Exercise
From the first line to the last, write out the material exactly.

The records
=-=-=

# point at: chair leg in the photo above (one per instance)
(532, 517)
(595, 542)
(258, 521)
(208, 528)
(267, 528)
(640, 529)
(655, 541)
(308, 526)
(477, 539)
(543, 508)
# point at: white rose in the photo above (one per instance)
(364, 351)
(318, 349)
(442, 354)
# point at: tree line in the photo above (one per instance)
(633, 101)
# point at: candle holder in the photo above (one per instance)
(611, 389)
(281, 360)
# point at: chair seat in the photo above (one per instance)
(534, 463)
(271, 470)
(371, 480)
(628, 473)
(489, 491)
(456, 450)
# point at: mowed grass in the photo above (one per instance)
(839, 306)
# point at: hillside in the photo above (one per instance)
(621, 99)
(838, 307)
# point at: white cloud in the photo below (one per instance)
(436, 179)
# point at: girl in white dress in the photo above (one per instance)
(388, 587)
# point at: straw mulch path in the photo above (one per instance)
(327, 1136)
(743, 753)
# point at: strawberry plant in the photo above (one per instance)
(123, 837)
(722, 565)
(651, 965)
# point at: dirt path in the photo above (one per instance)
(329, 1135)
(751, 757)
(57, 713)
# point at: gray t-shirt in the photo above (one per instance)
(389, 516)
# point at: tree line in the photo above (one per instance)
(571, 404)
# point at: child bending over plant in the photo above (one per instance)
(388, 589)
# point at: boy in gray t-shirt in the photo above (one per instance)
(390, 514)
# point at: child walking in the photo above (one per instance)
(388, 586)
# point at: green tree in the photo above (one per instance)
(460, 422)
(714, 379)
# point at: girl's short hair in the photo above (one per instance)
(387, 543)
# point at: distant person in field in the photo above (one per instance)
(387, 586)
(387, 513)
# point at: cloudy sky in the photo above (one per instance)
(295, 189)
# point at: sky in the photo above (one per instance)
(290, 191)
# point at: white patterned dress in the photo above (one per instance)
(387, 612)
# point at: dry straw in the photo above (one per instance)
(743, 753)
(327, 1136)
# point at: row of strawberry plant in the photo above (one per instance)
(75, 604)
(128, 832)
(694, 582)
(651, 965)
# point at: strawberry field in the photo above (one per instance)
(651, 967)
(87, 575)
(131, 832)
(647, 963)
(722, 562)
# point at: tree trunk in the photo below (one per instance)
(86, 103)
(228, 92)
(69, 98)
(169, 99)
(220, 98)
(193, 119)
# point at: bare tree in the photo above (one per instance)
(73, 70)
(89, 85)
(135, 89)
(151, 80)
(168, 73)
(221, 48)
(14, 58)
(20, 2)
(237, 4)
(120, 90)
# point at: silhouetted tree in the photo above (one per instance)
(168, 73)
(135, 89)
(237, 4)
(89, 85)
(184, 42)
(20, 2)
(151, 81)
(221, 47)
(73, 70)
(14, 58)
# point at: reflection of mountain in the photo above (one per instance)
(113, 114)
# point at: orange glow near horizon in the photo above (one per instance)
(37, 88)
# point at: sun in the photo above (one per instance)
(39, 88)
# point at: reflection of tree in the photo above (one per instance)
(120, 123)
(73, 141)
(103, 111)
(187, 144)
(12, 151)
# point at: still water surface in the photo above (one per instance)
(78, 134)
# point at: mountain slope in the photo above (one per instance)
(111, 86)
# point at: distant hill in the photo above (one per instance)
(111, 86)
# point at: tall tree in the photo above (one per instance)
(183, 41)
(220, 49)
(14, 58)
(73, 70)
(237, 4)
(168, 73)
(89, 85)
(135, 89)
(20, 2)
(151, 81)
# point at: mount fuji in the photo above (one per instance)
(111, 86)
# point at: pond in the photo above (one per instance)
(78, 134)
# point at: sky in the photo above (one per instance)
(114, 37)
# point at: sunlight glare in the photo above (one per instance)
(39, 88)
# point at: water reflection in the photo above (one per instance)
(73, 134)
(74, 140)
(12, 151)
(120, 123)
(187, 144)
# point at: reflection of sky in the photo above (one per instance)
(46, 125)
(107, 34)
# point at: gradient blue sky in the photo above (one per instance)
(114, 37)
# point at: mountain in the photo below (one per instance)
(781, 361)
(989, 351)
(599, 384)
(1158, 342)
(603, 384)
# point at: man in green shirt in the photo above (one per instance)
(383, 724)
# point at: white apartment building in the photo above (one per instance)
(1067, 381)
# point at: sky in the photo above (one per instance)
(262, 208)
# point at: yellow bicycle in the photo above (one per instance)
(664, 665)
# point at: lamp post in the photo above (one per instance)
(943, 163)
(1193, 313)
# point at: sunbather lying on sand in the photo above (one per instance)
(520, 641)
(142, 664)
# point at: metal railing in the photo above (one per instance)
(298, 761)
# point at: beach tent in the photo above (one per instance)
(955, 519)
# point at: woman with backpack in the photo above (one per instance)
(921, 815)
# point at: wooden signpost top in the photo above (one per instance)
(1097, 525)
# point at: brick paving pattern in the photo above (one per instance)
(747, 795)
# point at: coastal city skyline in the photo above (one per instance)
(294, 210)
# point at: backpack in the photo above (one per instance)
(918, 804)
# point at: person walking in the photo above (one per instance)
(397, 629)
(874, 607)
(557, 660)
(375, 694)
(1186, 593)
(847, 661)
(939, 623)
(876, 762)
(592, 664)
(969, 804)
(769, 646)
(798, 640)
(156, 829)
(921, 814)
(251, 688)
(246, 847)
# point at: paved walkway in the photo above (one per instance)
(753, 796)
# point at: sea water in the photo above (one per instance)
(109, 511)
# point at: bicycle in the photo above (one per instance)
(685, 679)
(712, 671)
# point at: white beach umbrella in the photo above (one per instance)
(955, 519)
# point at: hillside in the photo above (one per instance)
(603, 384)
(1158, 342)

=-=-=

Result of this exercise
# point at: chair leg in the photo above (one per instance)
(532, 517)
(595, 542)
(258, 521)
(208, 528)
(267, 528)
(640, 529)
(655, 541)
(308, 526)
(477, 539)
(543, 508)
# point at: white rose in the photo above (one per instance)
(364, 351)
(318, 349)
(442, 354)
# point at: tree line in the photo above (one per instance)
(633, 101)
# point at: candle holder in the photo above (one per instance)
(611, 389)
(281, 360)
# point at: chair seat in the photo above (one per instance)
(534, 463)
(271, 470)
(371, 480)
(628, 473)
(489, 491)
(456, 450)
# point at: mowed grass in the photo above (one per instance)
(839, 306)
# point at: hillside in the photo above (one per instance)
(621, 99)
(838, 307)
# point at: white cloud in the photo below (one per instance)
(436, 179)
# point at: girl in white dress in the photo above (one per instance)
(388, 587)
# point at: straw mulch path in the photo above (one per instance)
(327, 1136)
(743, 753)
# point at: strawberry plant in the photo above (one per instance)
(123, 837)
(722, 565)
(651, 965)
# point at: dirt path in the photo above (one per instance)
(329, 1135)
(751, 757)
(57, 713)
# point at: gray t-shirt in the photo above (one per instance)
(389, 516)
# point at: tree line in the photo above (one per instance)
(571, 404)
# point at: child bending over plant in the photo above (one per instance)
(388, 589)
# point at: boy in gray t-shirt in the photo above (one per instance)
(390, 514)
# point at: child walking in the photo above (one per instance)
(388, 586)
# point at: green tree in the photo above (one per instance)
(460, 422)
(714, 379)
# point at: girl's short hair in the photo above (one per instance)
(387, 543)
# point at: distant person in field in the photo above (one per instance)
(387, 586)
(387, 513)
# point at: cloudy sky in the photo above (one per instance)
(295, 189)
# point at: sky in the photo above (one per instance)
(290, 191)
# point at: white patterned dress in the photo above (one per instance)
(387, 612)
# point at: dry straw in the photo above (one per instance)
(743, 753)
(327, 1136)
# point at: row of strawberry plant in the photo above (one per instance)
(75, 604)
(128, 832)
(694, 582)
(651, 965)
# point at: strawberry field in the photo above (one per instance)
(651, 967)
(87, 575)
(131, 832)
(647, 963)
(722, 562)
# point at: tree trunk in the photo below (one per instance)
(86, 103)
(228, 92)
(69, 98)
(169, 99)
(220, 98)
(193, 119)
# point at: bare tree in the photo above (one per instance)
(73, 70)
(89, 85)
(135, 89)
(151, 80)
(168, 73)
(221, 48)
(14, 58)
(20, 2)
(237, 4)
(120, 90)
# point at: silhouetted tree in the photo above (one per instance)
(168, 73)
(135, 89)
(237, 4)
(89, 85)
(184, 42)
(20, 2)
(151, 81)
(221, 47)
(73, 70)
(14, 58)
# point at: reflection of mountain in the photo above (one per instance)
(113, 114)
# point at: orange glow near horizon in the photo above (one per instance)
(37, 88)
# point at: sun in the photo above (one per instance)
(39, 88)
# point at: reflection of tree in the photo above (one per instance)
(120, 123)
(73, 141)
(103, 111)
(187, 144)
(12, 151)
# point at: still water surface in the photo above (one per instance)
(78, 134)
# point at: mountain slope in the photo above (one per instance)
(111, 86)
# point at: distant hill in the photo above (one per instance)
(111, 86)
# point at: tall tree in the photo above (one per instance)
(183, 41)
(220, 49)
(14, 58)
(73, 70)
(237, 4)
(168, 73)
(89, 85)
(135, 89)
(20, 2)
(151, 81)
# point at: mount fuji in the photo above (one per instance)
(111, 86)
# point at: pond in the photo above (one per instance)
(78, 134)
# point at: sky in the photo above (one per instance)
(114, 37)
# point at: sunlight glare in the photo above (one per instance)
(39, 88)
# point at: water reflection in the photo above (one per instance)
(73, 134)
(74, 140)
(12, 151)
(120, 123)
(187, 144)
# point at: reflection of sky in the photo above (one per instance)
(46, 125)
(107, 34)
# point at: gradient blue sky in the photo above (one per instance)
(114, 37)
# point at: mountain in the photo below (one per instance)
(781, 361)
(989, 351)
(599, 384)
(1158, 342)
(603, 384)
# point at: man in green shirt in the photo above (one per instance)
(383, 724)
# point at: white apartment building in the photo above (one per instance)
(1067, 381)
# point at: sky in the photo above (one per instance)
(262, 208)
# point at: yellow bicycle in the photo above (one per instance)
(664, 665)
# point at: lamp post in the photo above (one per instance)
(943, 163)
(1193, 313)
# point at: sunbather lying on sand in the photo above (one per instance)
(520, 641)
(142, 664)
# point at: metal railing in the photo above (one per instance)
(298, 761)
# point at: beach tent in the photo above (one per instance)
(955, 519)
# point at: woman with backpack in the photo above (one per instance)
(921, 815)
# point at: wooden signpost top in the photo above (one per instance)
(1097, 525)
# point at: brick paving pattern in the photo above (one per instance)
(747, 795)
# point at: coastal city skyline in the photo above (one per instance)
(294, 210)
# point at: backpack in the photo above (one per instance)
(918, 804)
# point at: person walking in the photo above (one per instance)
(397, 629)
(874, 607)
(557, 660)
(375, 694)
(1186, 593)
(847, 661)
(939, 623)
(876, 762)
(592, 664)
(969, 804)
(769, 646)
(798, 640)
(156, 829)
(921, 814)
(251, 688)
(246, 847)
# point at: paved walkway in the photo above (one per instance)
(753, 796)
# point at: sea water in the photo above (one per instance)
(109, 511)
# point at: bicycle in the photo above (one per instance)
(685, 679)
(712, 671)
# point at: white beach umbrella in the photo above (one per instance)
(955, 519)
# point at: hillside in the photo above (one per instance)
(603, 384)
(1158, 342)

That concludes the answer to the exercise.